▶ _Information provided_:
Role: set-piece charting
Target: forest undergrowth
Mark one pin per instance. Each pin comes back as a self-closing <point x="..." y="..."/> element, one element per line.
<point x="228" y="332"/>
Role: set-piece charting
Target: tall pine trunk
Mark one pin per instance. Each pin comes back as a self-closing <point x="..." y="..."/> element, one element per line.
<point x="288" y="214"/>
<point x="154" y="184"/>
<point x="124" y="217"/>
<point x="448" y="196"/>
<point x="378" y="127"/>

▶ _How to complete this task_: Show all lines in the entries above where the word "Target" appears.

▶ _Solved problem_:
Target: forest undergrowth
Target: tall pine trunk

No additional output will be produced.